Stored data:

>>

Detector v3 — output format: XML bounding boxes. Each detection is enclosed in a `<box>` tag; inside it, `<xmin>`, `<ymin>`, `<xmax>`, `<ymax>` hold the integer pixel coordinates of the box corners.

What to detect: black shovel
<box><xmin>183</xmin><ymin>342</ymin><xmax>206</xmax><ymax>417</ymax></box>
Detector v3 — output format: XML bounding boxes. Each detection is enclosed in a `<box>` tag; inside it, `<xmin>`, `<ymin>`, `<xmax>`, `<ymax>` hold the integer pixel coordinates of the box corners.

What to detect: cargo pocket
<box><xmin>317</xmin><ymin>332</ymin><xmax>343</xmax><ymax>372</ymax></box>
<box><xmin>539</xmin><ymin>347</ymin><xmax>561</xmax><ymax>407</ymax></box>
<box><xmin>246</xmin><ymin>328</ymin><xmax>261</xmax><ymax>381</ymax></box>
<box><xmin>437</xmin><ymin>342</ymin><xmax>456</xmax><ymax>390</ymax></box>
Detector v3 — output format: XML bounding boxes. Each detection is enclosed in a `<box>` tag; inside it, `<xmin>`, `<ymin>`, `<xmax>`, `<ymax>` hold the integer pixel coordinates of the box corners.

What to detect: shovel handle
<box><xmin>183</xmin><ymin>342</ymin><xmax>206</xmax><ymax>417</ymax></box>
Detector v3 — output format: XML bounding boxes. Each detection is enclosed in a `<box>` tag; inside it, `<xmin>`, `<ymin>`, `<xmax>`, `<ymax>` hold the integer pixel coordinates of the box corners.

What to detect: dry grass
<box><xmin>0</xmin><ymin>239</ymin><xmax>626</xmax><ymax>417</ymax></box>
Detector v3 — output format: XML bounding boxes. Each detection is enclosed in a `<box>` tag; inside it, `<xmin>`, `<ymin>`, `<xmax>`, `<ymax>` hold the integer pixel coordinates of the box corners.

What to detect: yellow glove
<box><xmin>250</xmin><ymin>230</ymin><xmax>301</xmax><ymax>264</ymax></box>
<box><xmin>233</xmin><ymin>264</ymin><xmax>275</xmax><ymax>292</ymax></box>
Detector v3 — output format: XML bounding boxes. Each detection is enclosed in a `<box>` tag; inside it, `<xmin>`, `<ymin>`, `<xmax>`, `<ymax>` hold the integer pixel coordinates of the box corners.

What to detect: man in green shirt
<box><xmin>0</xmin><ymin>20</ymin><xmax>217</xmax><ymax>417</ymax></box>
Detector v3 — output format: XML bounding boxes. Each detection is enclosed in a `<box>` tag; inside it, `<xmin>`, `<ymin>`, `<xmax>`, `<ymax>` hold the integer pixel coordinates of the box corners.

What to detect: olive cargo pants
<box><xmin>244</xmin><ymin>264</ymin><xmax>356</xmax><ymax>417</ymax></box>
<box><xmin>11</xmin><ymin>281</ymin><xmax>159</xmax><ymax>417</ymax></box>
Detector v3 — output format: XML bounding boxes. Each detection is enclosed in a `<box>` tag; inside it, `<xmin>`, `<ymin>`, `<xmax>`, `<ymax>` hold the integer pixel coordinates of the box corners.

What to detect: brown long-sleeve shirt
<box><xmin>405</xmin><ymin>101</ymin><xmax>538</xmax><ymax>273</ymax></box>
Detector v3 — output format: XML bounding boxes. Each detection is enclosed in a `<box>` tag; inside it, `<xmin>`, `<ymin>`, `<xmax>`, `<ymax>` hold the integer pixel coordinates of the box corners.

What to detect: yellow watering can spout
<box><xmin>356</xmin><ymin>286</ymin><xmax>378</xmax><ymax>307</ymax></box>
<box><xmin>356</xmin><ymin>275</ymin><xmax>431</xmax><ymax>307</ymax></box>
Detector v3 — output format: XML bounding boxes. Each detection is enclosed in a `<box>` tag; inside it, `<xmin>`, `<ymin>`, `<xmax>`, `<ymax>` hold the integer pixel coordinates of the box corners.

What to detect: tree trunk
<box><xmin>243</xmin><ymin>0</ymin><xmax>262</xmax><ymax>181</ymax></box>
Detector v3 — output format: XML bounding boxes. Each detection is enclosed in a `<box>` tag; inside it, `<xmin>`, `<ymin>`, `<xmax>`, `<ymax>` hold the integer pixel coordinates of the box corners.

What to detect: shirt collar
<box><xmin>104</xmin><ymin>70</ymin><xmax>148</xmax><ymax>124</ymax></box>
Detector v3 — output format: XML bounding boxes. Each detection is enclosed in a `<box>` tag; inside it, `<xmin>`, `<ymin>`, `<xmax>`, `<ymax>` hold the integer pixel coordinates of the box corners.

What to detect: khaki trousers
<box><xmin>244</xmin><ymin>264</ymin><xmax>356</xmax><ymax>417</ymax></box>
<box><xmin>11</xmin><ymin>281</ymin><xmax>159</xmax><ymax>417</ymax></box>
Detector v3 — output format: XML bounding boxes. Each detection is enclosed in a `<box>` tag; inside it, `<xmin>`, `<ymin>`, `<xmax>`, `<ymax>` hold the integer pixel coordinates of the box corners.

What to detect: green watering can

<<

What the task asks: Pick out every line in the records above that contains the string "watering", and copy each one in full.

Exercise response:
What to detect: yellow watering can spout
What to detect: green watering can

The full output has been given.